** start of Text provided **
That's assuming there would only be one developer building one new building, which isn't really the idea here.

Not the idea but in reality without government initiated land forced sale you need

1. Someone(s) to agree to sell some land

2. Usually several adjacent plots to have enough space to build - get them all to sell

3. Planning permission

4. Zoning (but we assume that is fixed here)

5. Profit in the proposed development

6. The buyer

So a lot is needed. Now game theoretically it may be better to be nimby.

Also some people wont sell they are sentiment motivated.


> Someone(s) to agree to sell some land

If you rezone some area, there are already going to be some number of units on the market to begin with. Then add developers willing to pay more than the current market price because it has become profitable and you get even more.

> Usually several adjacent plots to have enough space to build - get them all to sell

This is by no means necessary. You buy one plot of land, replace a single house with a 5-story condo containing 10-20 units. The whole idea is that you don't need a lot of land but rather taller buildings.

> Planning permission

This is the same premise as zoning.

> Profit in the proposed development

If you can buy a unit for e.g. $500,000 and build 20 units that each sell for $350,000, that's likely to be profitable.

> The buyer

The problem we're trying to solve is the huge amount of unmet demand for housing. If you ran out of buyers the problem is solved.
** end of Text provided **
■ **Task list**
1. The zoning discussion includes a numbered list of what is needed to build new housing without a government-initiated forced sale. List all six items.
2. Pull out every line of the entries that contains the string "steel".
The zoning discussion and the entries that follow it are separate, unrelated material.
** start of Material for the task **
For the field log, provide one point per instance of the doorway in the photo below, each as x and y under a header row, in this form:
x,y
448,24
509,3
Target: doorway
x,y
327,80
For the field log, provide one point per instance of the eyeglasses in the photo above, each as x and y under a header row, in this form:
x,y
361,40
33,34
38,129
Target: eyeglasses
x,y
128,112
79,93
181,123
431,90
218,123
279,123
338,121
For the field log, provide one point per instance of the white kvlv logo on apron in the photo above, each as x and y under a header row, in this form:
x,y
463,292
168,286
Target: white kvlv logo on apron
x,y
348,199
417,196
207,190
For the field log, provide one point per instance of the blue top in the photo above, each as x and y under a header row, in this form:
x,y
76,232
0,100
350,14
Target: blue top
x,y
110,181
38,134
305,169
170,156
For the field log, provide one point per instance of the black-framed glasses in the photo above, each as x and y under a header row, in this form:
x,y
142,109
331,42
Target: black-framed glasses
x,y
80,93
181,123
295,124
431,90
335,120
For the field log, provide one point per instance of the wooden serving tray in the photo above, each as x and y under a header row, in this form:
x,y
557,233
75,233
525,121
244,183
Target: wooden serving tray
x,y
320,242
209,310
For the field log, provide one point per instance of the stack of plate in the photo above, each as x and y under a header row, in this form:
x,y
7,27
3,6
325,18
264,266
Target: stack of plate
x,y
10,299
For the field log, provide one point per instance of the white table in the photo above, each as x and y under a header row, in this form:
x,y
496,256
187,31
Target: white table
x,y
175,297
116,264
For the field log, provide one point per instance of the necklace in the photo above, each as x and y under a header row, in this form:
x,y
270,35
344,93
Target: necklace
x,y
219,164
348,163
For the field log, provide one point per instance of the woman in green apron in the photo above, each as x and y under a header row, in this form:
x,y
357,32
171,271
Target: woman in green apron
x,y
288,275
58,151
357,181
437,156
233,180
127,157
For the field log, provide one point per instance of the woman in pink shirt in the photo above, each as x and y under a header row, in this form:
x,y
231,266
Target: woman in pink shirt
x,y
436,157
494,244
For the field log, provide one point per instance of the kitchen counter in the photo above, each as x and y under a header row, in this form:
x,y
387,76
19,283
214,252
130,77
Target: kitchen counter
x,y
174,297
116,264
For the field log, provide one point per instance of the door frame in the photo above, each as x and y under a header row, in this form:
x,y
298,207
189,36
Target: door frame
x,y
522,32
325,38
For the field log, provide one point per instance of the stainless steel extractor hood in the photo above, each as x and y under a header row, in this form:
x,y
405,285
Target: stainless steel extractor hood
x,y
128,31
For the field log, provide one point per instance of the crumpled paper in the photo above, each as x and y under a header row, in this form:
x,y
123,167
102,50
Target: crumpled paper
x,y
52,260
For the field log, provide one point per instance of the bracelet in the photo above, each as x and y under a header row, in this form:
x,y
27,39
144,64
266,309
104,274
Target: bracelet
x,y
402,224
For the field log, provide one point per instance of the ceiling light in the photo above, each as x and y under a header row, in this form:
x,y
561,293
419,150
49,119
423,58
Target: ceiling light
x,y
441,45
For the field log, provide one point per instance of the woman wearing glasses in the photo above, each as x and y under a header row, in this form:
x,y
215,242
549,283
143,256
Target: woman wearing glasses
** end of Material for the task **
■ **Answers to the exercise**
1.
1. Someone(s) to agree to sell some land
2. Usually several adjacent plots to have enough space to build - get them all to sell
3. Planning permission
4. Zoning (but we assume that is fixed here)
5. Profit in the proposed development
6. The buyer

2.
For the field log, provide one point per instance of the stainless steel extractor hood in the photo above, each as x and y under a header row, in this form:
Target: stainless steel extractor hood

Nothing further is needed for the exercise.